» **Instruções da tarefa**: Reescreva todas as linhas abaixo e substitua "Coordinates" por "Points", sem alterar mais nada. Deixe as imagens fora da resposta.

» **Dados fornecidos**:

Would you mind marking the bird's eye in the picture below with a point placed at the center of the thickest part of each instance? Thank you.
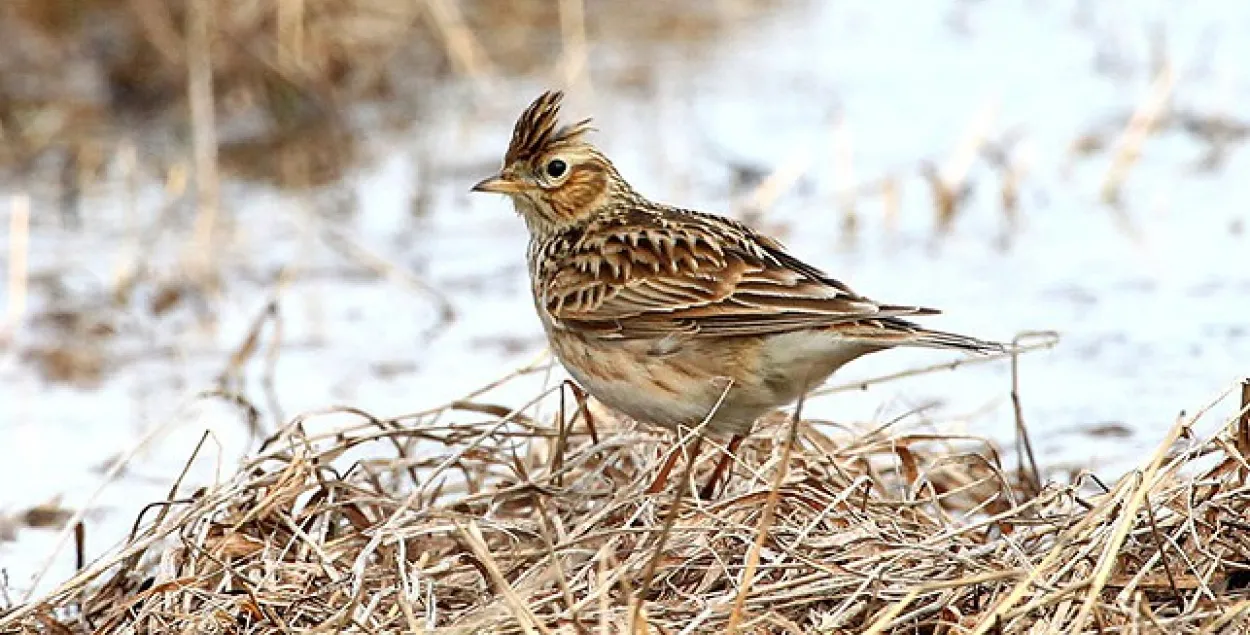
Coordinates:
(556, 168)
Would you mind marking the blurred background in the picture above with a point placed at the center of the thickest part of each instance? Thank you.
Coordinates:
(219, 214)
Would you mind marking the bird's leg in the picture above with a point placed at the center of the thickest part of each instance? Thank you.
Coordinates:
(661, 479)
(726, 459)
(584, 408)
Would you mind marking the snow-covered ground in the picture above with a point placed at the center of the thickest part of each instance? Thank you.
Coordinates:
(1153, 299)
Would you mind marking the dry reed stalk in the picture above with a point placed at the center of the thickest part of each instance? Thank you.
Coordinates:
(949, 181)
(1141, 124)
(204, 138)
(573, 31)
(464, 50)
(19, 269)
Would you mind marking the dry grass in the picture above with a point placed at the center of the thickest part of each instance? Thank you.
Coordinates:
(503, 524)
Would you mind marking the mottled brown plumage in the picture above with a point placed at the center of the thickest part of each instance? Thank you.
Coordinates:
(675, 316)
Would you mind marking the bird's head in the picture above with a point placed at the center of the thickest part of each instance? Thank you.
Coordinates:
(553, 175)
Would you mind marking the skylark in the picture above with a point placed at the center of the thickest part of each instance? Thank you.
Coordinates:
(673, 316)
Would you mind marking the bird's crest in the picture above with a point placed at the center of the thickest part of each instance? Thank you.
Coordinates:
(536, 130)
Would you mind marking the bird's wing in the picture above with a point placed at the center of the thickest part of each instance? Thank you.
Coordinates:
(694, 275)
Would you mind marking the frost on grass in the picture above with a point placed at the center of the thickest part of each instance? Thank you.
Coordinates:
(499, 523)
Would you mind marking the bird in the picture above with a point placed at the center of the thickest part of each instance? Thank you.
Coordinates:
(673, 316)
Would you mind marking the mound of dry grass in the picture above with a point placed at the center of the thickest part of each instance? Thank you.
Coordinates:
(503, 524)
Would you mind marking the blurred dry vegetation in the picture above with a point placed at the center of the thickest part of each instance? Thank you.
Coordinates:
(76, 75)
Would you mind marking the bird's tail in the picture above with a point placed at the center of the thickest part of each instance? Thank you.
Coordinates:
(896, 331)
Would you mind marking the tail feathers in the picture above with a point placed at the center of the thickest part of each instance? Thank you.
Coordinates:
(953, 340)
(894, 331)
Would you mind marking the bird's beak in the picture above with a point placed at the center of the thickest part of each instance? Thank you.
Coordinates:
(499, 184)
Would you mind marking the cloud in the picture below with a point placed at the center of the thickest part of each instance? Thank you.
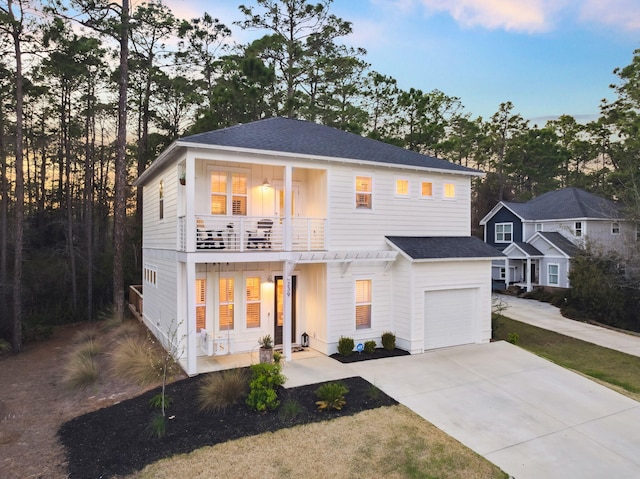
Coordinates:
(514, 15)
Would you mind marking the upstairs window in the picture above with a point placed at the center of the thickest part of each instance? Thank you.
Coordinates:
(402, 187)
(363, 304)
(253, 302)
(615, 228)
(449, 190)
(228, 193)
(364, 192)
(504, 232)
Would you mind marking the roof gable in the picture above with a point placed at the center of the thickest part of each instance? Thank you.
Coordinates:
(443, 247)
(312, 139)
(567, 203)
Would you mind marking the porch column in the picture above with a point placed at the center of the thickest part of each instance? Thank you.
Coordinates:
(191, 341)
(506, 273)
(287, 323)
(288, 193)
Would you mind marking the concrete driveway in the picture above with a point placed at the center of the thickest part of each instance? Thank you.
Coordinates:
(528, 416)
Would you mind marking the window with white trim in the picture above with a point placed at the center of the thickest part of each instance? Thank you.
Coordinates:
(226, 306)
(553, 276)
(615, 228)
(363, 303)
(252, 301)
(201, 304)
(504, 232)
(364, 192)
(228, 193)
(426, 189)
(449, 190)
(402, 187)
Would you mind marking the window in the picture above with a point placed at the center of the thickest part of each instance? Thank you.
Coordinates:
(364, 189)
(228, 193)
(363, 303)
(402, 187)
(161, 199)
(253, 302)
(201, 304)
(449, 190)
(226, 304)
(504, 233)
(615, 228)
(151, 275)
(553, 274)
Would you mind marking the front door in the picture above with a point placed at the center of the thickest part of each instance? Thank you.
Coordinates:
(279, 310)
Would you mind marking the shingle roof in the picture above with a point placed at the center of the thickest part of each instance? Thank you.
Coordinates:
(566, 203)
(528, 248)
(441, 247)
(307, 138)
(560, 242)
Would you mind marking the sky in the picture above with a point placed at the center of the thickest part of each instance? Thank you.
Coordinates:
(547, 57)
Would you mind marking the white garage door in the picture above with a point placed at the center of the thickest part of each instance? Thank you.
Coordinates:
(449, 317)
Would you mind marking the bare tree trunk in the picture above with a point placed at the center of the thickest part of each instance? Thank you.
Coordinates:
(16, 338)
(120, 202)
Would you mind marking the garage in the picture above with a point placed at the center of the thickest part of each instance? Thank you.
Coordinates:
(449, 317)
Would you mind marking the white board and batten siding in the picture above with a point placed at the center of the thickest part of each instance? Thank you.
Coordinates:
(413, 215)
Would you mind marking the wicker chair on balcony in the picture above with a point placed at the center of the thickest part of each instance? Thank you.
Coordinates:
(208, 239)
(261, 237)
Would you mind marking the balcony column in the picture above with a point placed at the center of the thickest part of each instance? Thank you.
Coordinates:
(288, 309)
(288, 192)
(190, 202)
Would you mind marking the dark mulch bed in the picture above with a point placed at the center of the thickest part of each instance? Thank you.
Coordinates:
(377, 354)
(117, 440)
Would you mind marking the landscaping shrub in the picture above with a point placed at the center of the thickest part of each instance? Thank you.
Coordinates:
(370, 346)
(219, 390)
(331, 396)
(262, 388)
(389, 341)
(345, 346)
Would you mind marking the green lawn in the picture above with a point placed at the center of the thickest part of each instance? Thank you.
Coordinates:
(619, 370)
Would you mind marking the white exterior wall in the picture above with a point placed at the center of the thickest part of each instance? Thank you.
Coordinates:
(447, 275)
(351, 228)
(341, 299)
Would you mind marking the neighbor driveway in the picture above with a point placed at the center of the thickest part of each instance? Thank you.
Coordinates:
(528, 416)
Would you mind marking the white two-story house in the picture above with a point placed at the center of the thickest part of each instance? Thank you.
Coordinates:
(307, 233)
(540, 237)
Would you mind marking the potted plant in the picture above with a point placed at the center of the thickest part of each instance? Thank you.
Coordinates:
(266, 349)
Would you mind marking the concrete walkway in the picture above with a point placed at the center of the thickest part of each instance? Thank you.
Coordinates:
(547, 316)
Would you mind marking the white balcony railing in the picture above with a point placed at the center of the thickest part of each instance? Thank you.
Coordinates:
(246, 233)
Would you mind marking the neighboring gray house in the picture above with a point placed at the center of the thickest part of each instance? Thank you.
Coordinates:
(540, 237)
(285, 227)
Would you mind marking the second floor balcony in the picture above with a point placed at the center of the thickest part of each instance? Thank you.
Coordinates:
(252, 234)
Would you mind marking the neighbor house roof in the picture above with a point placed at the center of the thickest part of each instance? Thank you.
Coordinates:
(560, 242)
(304, 138)
(443, 247)
(564, 204)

» **Resultado do exercício**:
Would you mind marking the bird's eye in the picture below with a point placed at the center of the thickest part of each instance? Thank you.
Points:
(556, 168)
Would you mind marking the blurred background in the picture above with a point placed at the center of the thickest part of each instance? Thank you.
Points:
(219, 214)
Would you mind marking the bird's leg in the picture above with a point placed at the center of the thickest part of each instance? Thank you.
Points:
(661, 479)
(726, 459)
(584, 408)
Would you mind marking the snow-covered ground in the picture above with a point placed at the center of the thickest part of each instance? Thank you.
Points:
(1153, 299)
Would you mind marking the dry reed stalk in the picture above with a point placed at the center of the thickest part of each instance? Thank you.
Points:
(949, 181)
(1141, 124)
(204, 138)
(573, 31)
(464, 50)
(19, 269)
Would you mind marking the dry grass in the picture above with a point placed at the center of the thickest part of each instance? Thank you.
Points:
(503, 524)
Would you mind marking the mottled brown plumage in the picture above with a point placed at the center of the thickest part of each instance? Thank you.
Points:
(675, 316)
Would you mind marking the bird's head in the picture above with a point placed at the center of the thickest part of each instance? Thank you.
Points:
(553, 175)
Would you mind marking the skylark in the picture above with a point placed at the center of the thickest part of each instance? Thank you.
Points:
(673, 316)
Would you mind marking the bird's crest in the picture above with a point placed at the center of the thickest part of each instance? Thank you.
Points:
(536, 130)
Would you mind marking the bird's wing in the picture above with a point placed at the center of the thickest part of each instance? Thank you.
Points:
(694, 275)
Would you mind marking the frost on grass in the picture above with a point placed at the center of the thickest part of each instance? Thank you.
Points:
(499, 523)
Would you mind marking the bird in the picture above with a point placed at the center of the thickest part of each instance? Thank you.
Points:
(673, 316)
Would you mind marking the mound of dry grass in the picture above with a point placed at the center of the thickest part of each instance? Thank you.
Points:
(503, 524)
Would you mind marking the blurred dry vegetation in the picture above with a point placed at the center of the thickest part of each instance? Thank you.
Points:
(76, 75)
Would you mind marking the bird's tail in the picture above with a point placed at the center of the thickest part of each instance? Thank you.
Points:
(896, 331)
Would you mind marking the tail feathers in the picture above with a point placed at the center of the thickest part of each instance? Thank you.
Points:
(953, 340)
(894, 331)
Would you mind marking the bird's beak in the picture above with a point placed at the center of the thickest part of each instance? Thank you.
Points:
(499, 184)
Would you mind marking the cloud in the picture below with a point placed at the center of the thickest part of each instance? Thank you.
Points:
(514, 15)
Would you mind marking the upstairs window in the picture above with a point placed at the center of the thickest part of each instance? Thank you.
Points:
(402, 187)
(363, 304)
(253, 302)
(615, 228)
(449, 190)
(228, 193)
(364, 192)
(504, 232)
Would you mind marking the roof gable in the picture above with a point placed at the center of the thickest part of each instance? Thank you.
Points:
(443, 247)
(312, 139)
(567, 203)
Would you mind marking the porch column in the picture above with a point placed at the center of the thickest part of each instance? Thank you.
Points:
(191, 341)
(506, 273)
(287, 323)
(288, 193)
Would you mind marking the concrete driveway in the picture above with a point placed at the center of the thickest part of each instance? Thank you.
Points:
(528, 416)
Would you mind marking the window with white trim in the picture above with a point placed at the center of the thickest part of each instance? Thank you.
Points:
(226, 306)
(553, 276)
(615, 228)
(363, 303)
(252, 301)
(201, 304)
(504, 232)
(364, 192)
(228, 193)
(426, 189)
(449, 190)
(402, 187)
Would you mind marking the window in the picture above with a point placed at the center of the thickest part of each instance? Thank you.
Points:
(364, 189)
(228, 193)
(363, 303)
(402, 187)
(161, 199)
(253, 302)
(201, 304)
(449, 190)
(226, 304)
(504, 233)
(615, 228)
(151, 275)
(553, 274)
Would you mind marking the front door in the picture above with a point placed at the center of the thickest part of each instance? Thank you.
Points:
(279, 310)
Would you mind marking the shingle roof in the picture above with a point placed at the center of the thickest part of each instance? Thank you.
Points:
(566, 203)
(528, 248)
(441, 247)
(307, 138)
(560, 242)
Would you mind marking the sky in the picture above with a point placed at the center of the thickest part of each instance? Thank you.
Points:
(547, 57)
Would you mind marking the white garage door in the picture above with a point placed at the center of the thickest part of each instance? Thank you.
Points:
(449, 317)
Would you mind marking the bare tree trunk in the picture above with a point placed at the center of the thickest part of each instance? Thank you.
Points:
(16, 338)
(120, 202)
Would you mind marking the garage in the picture above with a point placed at the center of the thickest part of each instance? Thank you.
Points:
(449, 317)
Would you mind marking the white board and batten siding in the picture above with a point placed at the center of the thickest part of each instance? Thank you.
Points:
(413, 215)
Would you mind marking the wicker chair on balcony in the picture above with a point placed at the center of the thickest part of each instance? Thank you.
Points:
(208, 239)
(261, 237)
Would you mind marking the balcony column in the picture above with a point placed at the center of the thickest part of each instance? Thank you.
Points:
(288, 309)
(288, 192)
(190, 202)
Would you mind marking the dark mulch bed in the picture above with a point placed at the center of the thickest part of each instance? Thank you.
Points:
(377, 354)
(117, 440)
Would you mind marking the landscaping shrub in the picture above with a point placed at the center of the thickest part of each instance? Thank you.
Points:
(370, 346)
(219, 390)
(331, 396)
(262, 388)
(389, 341)
(345, 346)
Would you mind marking the green lawn in the picture above with a point placed at the center of the thickest part of each instance? Thank you.
Points:
(619, 370)
Would you mind marking the white exterior wall in the picture above with a point placed at the center of the thickest part of each instance? Thank you.
Points:
(447, 275)
(351, 228)
(341, 299)
Would you mind marking the neighbor driveway in the picture above with a point placed at the center of the thickest part of each instance? Thank you.
Points:
(528, 416)
Would you mind marking the white two-story house in the picture above with a point placed at the center of the thickest part of each instance? Thank you.
Points:
(307, 233)
(540, 237)
Would you mind marking the potted plant in the picture above with a point placed at the center of the thickest part of each instance? Thank you.
Points:
(266, 349)
Would you mind marking the concrete walkway in the picture above with a point placed at the center of the thickest part of each instance? Thank you.
Points:
(547, 316)
Would you mind marking the white balcony railing in the picture above with a point placed at the center of the thickest part of each instance? Thank you.
Points:
(246, 233)
Would you mind marking the neighboring gray house in the picture above with a point placed at the center of the thickest part of each instance? Thank you.
Points:
(540, 237)
(285, 227)
Would you mind marking the second floor balcony in the picture above with a point placed at the center of the thickest part of each instance? Thank you.
Points:
(252, 234)
Would you mind marking the neighbor house roof in the picture above with a point placed at the center of the thickest part of each instance? Thank you.
Points:
(560, 242)
(304, 138)
(443, 247)
(564, 204)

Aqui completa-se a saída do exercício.